Give back the entire listing verbatim.

###

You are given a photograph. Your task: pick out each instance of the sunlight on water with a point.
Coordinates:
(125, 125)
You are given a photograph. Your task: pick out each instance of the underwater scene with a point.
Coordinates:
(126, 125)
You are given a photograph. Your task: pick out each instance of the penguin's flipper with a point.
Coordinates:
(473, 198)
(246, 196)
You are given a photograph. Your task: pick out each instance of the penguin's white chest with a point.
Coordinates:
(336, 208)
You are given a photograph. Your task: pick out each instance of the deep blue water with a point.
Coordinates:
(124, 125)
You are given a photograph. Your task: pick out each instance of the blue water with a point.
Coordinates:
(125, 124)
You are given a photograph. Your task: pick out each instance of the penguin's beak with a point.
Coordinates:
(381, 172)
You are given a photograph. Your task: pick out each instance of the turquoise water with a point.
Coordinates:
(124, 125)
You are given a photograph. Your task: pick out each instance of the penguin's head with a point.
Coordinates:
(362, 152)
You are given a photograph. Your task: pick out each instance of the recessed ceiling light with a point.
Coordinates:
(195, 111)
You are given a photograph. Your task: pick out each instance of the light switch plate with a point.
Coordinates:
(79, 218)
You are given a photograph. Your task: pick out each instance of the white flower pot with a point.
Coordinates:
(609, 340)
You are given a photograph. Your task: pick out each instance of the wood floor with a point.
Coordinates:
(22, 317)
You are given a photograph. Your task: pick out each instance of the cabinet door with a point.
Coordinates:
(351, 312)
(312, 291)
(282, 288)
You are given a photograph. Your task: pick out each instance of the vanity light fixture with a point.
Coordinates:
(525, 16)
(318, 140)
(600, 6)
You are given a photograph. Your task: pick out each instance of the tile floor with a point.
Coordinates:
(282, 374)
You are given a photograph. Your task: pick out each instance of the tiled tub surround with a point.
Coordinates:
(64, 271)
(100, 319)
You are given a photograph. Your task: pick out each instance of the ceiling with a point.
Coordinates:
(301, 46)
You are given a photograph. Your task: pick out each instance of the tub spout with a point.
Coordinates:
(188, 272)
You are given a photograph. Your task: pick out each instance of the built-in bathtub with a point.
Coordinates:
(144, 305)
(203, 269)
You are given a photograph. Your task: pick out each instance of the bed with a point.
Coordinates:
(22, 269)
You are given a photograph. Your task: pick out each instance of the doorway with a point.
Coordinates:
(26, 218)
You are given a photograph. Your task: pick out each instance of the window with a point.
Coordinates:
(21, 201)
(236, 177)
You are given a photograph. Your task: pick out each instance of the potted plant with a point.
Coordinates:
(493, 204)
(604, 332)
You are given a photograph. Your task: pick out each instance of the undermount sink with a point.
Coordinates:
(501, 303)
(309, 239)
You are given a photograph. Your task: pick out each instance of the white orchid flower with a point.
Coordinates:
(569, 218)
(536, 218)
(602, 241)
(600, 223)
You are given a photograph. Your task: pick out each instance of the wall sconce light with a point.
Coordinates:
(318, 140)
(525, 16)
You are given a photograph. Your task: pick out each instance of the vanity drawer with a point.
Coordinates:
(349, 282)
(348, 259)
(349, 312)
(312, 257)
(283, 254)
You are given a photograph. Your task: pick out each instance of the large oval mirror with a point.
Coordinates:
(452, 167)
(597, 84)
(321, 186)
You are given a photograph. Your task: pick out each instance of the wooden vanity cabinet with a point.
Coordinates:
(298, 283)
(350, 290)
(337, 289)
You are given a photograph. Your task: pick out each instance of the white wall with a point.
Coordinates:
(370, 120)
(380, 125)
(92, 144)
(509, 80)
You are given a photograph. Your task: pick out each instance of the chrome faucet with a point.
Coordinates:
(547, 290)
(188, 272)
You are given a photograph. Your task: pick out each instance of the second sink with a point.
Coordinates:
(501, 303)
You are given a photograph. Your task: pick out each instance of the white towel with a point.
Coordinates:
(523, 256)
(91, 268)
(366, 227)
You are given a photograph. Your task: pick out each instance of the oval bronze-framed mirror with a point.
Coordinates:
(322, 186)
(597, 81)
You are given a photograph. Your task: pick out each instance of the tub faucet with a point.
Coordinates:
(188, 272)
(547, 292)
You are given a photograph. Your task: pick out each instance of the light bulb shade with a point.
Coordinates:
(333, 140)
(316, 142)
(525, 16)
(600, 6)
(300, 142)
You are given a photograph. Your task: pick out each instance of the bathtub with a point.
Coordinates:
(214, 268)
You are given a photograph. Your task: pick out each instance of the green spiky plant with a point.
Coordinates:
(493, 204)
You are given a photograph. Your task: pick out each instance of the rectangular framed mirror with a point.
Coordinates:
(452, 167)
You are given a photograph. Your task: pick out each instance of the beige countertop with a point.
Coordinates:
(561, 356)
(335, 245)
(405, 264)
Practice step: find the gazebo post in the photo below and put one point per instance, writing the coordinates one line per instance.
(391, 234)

###

→ TASK ANSWER
You are given a photograph. Your task: pick out each instance of the sunlight on water with a point.
Coordinates:
(125, 125)
You are given a photograph. Your task: pick out each instance of the underwater scene with a point.
Coordinates:
(126, 125)
You are given a photograph. Your task: pick out each instance of the penguin's flipper with a point.
Coordinates:
(473, 198)
(246, 196)
You are given a photograph. Your task: pick out each instance of the penguin's white chest with a point.
Coordinates:
(336, 208)
You are given a photograph. Your task: pick out each instance of the deep blue water with a point.
Coordinates:
(124, 125)
You are given a photograph. Your task: pick out each instance of the blue water with a point.
Coordinates:
(125, 124)
You are given a photograph. Your task: pick out each instance of the penguin's beak with a point.
Coordinates:
(381, 172)
You are given a photograph. Your task: pick out each instance of the turquoise water with a point.
Coordinates:
(124, 125)
You are given a photograph. Your task: pick out each instance of the penguin's head with a point.
Coordinates:
(362, 152)
You are given a photograph. Your task: pick out each instance of the recessed ceiling light with a point.
Coordinates:
(195, 111)
You are given a photograph. Your task: pick out each instance of the light switch plate with a point.
Coordinates:
(79, 218)
You are given a photograph. Your task: pick out each instance of the white flower pot with a point.
Coordinates:
(609, 340)
You are given a photograph. Your task: pick out each instance of the wood floor with a point.
Coordinates:
(22, 317)
You are given a photograph. Your task: pick out each instance of the cabinet door with a point.
Coordinates:
(351, 312)
(312, 291)
(282, 288)
You are given a photograph. Your task: pick out each instance of the vanity light fixture with a point.
Coordinates:
(525, 16)
(318, 140)
(600, 6)
You are given a photograph. Your task: pick out each instance of the tile floor with a point.
Coordinates:
(282, 374)
You are given a photograph. Your task: pick out each instance of the tiled tub surround with a point.
Coordinates:
(64, 271)
(100, 319)
You are given a photograph. Your task: pick out each instance of the ceiling with a point.
Coordinates:
(301, 46)
You are given a photograph. Your task: pick out each instance of the tub spout with a point.
Coordinates:
(188, 272)
You are given a photograph. Your task: pick out each instance of the built-in bathtub with a point.
Coordinates:
(144, 305)
(203, 269)
You are given a photograph. Your task: pick out each instance of the bed with a point.
Coordinates:
(22, 269)
You are given a photograph. Your task: pick out each instance of the doorway with a point.
Coordinates:
(26, 218)
You are given a photograph. Your task: pick out each instance of the window with a point.
Coordinates:
(21, 201)
(236, 177)
You are given a photograph. Your task: pick out each instance of the potted plant with a point.
Coordinates:
(493, 204)
(604, 332)
You are given a photograph. Your task: pick out each instance of the undermount sink with a point.
Coordinates:
(501, 303)
(309, 239)
You are given a photograph. Your task: pick out each instance of the white orchid flower with a point.
Coordinates:
(569, 218)
(536, 218)
(602, 241)
(600, 223)
You are given a photograph. Your task: pick out each instance of the wall sconce light with a point.
Coordinates:
(318, 140)
(525, 16)
You are given a photograph. Your task: pick out each instance of the vanity drawer with a point.
Coordinates:
(349, 282)
(348, 259)
(349, 312)
(312, 257)
(283, 254)
You are given a photograph. Your task: pick out each instance of the large oval mirror with a point.
Coordinates:
(452, 167)
(597, 84)
(321, 186)
You are given a photograph. Your task: pick out each instance of the wooden vanity cabinet with a point.
Coordinates:
(298, 283)
(350, 290)
(337, 289)
You are given a photograph. Your task: pick out each instance of the white wall with a point.
Coordinates:
(370, 120)
(380, 125)
(92, 144)
(509, 80)
You are given a photograph. Your task: pick out each instance of the chrome faucet with a point.
Coordinates:
(547, 290)
(188, 272)
You are given a photograph. Your task: pick out each instance of the second sink with a point.
Coordinates:
(501, 303)
You are given a photograph. Your task: pick out each instance of the white towel with a point.
Coordinates:
(523, 256)
(91, 268)
(366, 227)
You are given a photograph. Your task: pick out each instance of the oval bronze-framed mirror with a point.
Coordinates:
(322, 186)
(597, 81)
You are given a photograph. Your task: pick out each instance of the tub faucet with a point.
Coordinates:
(188, 272)
(547, 292)
You are given a photograph. Your task: pick out each instance of the light bulb shade with a point.
Coordinates:
(333, 140)
(316, 142)
(525, 16)
(600, 6)
(300, 142)
You are given a photograph. Your task: pick out each instance of the bathtub with a point.
Coordinates:
(214, 268)
You are given a photograph. Your task: pick out each instance of the green spiky plant with a point.
Coordinates:
(493, 204)
You are given a photograph. Your task: pick out each instance of the rectangular framed mirror with a point.
Coordinates:
(452, 167)
You are given a photograph. Your task: pick out each instance of the beige countertop with a point.
Coordinates:
(561, 356)
(335, 245)
(405, 264)
Practice step: find the gazebo post in the photo below and put one point per instance, writing the coordinates one line per instance.
(391, 234)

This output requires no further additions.